- PASSAGE CITÉ
L’appareil CGT et Lutte ouvrière tentent d’étrangler la lutte pour défendre l’emploi à Valeo

Mardi, plusieurs centaines d’ouvriers, de dirigeants syndicaux et de personnalités politiques se sont rassemblées à Paris face aux suppressions d’emplois prévus par l’équipementier automobile Valeo. Plus de 1.100 emplois sont menacés par la fermeture de sites à Lyon, à Paris et à La Suze, sur fond d’une vague de licenciements dans l’automobile à travers l’Europe et le monde. Cette mobilisation intervenait après une manifestation à Bruxelles contre les licenciements à Audi et Volkswagen.

Stopper les licenciements nécessite de mobiliser les travailleurs de l’automobile à l’international contre la restructuration et la militarisation de l’industrie prévue par les gouvernements capitalistes. Mais l’appareil de la CGT et le parti petit-bourgeois Lutte ouvrière (LO) défendent une perspective nationale réactionnaire. Ils veulent «peser» sur le gouvernement d’extrême-droite qu’installe Macron et couper les luttes ouvrières en France de celles dans les autres pays.

Nathalie Arthaud réunion de Reims pour la candidate à l'élection présidentielle 2012 (Source: Wikimedia Commons)

En France, l’année dernière, cette orientation de la CGT et de ses alliés politiques comme LO a étouffé la mobilisation de millions de travailleurs et de jeunes contre la réforme des retraites rejetée par une écrasante majorité des Français. A présent, Macron et l’EU rationnalisent l’industrie pour intensifier l’escalade militaire visant la Russie que rejettent aussi les Français. Pour lutter contre cela, les travailleurs à la base devront s’organiser indépendamment des bureaucraties syndicales, sur une perspective d’opposition socialiste au capitalisme et à la guerre.

Les militants du Parti de l’égalité socialiste (PES) sont intervenus dans la manifestation, distribué des tracts et interviewé les manifestants pour le WSWS. Angélique, déléguée CGT Valeo-Amiens, leur a dit que Valeo sort déjà d’une vague de licenciements qui a éliminé 400 emplois en France et 1.100 à travers l’Europe. A Amiens, a-t-elle rappelé, «89 personnes ont été licenciées, 21 licenciées complètement et les autres reclassées sur un autre service.»

Angélique a souligné sl’opposition et la méfiance d’une large majorité des travailleurs envers le gouvernement Macron-Barnier, qui pousse la restructuration de la filière automobile: «L’Etat n’est pas là pour aider les petites entreprises, ils sont juste là pour essayer de récupérer de l’argent. Pour eux, réellement, c’est juste une histoire d’argent, c’est juste ça.»

- TÂCHES À RÉALISER
A - D'après l'article sur Valeo, combien d'emplois sont menacés par la fermeture de sites à Lyon, à Paris et à La Suze ?
B - Reprenez l'article sur Valeo de « L’appareil CGT et » jusqu'à « Audi et Volkswagen. » inclus, en remplaçant « Paris » par « Marseille ».

- DONNÉES FOURNIES
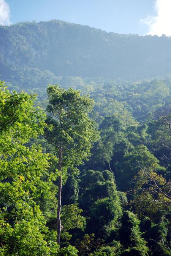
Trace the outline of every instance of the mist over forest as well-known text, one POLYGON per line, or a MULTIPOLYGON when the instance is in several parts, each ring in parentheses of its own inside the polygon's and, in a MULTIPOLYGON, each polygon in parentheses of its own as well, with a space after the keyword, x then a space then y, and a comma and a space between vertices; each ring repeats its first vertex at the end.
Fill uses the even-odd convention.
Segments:
POLYGON ((0 255, 171 255, 171 37, 0 26, 0 255))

- SOLUTIONS
A - Plus de 1.100 emplois.

B -
L’appareil CGT et Lutte ouvrière tentent d’étrangler la lutte pour défendre l’emploi à Valeo

Mardi, plusieurs centaines d’ouvriers, de dirigeants syndicaux et de personnalités politiques se sont rassemblées à Marseille face aux suppressions d’emplois prévus par l’équipementier automobile Valeo. Plus de 1.100 emplois sont menacés par la fermeture de sites à Lyon, à Marseille et à La Suze, sur fond d’une vague de licenciements dans l’automobile à travers l’Europe et le monde. Cette mobilisation intervenait après une manifestation à Bruxelles contre les licenciements à Audi et Volkswagen.